**Stated problem:**
Convert the data items below into a two-column CSV with the header columns "prompt" and "reply". Write one row per request, quoting its text and its answer each as a single field and replacing line breaks with spaces.

(Data items)

──────

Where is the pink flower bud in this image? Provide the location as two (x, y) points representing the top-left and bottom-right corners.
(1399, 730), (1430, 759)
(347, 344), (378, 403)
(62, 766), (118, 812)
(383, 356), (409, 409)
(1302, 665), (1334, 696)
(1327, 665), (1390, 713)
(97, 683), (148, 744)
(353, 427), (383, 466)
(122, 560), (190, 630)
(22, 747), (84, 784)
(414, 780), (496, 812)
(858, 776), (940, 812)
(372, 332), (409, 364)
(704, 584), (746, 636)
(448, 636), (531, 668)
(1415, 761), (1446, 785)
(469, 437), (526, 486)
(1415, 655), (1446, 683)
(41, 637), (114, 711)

──────

**Result:**
prompt,reply
"Where is the pink flower bud in this image? Provide the location as two (x, y) points representing the top-left and bottom-right corners.","(1399, 730), (1430, 759) (347, 344), (378, 403) (62, 766), (118, 812) (383, 356), (409, 409) (1302, 665), (1334, 696) (1327, 665), (1390, 713) (97, 683), (148, 744) (353, 427), (383, 466) (122, 560), (190, 630) (22, 747), (84, 784) (414, 780), (496, 812) (858, 776), (940, 812) (372, 332), (409, 364) (704, 584), (746, 636) (448, 636), (531, 668) (1415, 761), (1446, 785) (469, 437), (526, 486) (1415, 655), (1446, 683) (41, 637), (114, 711)"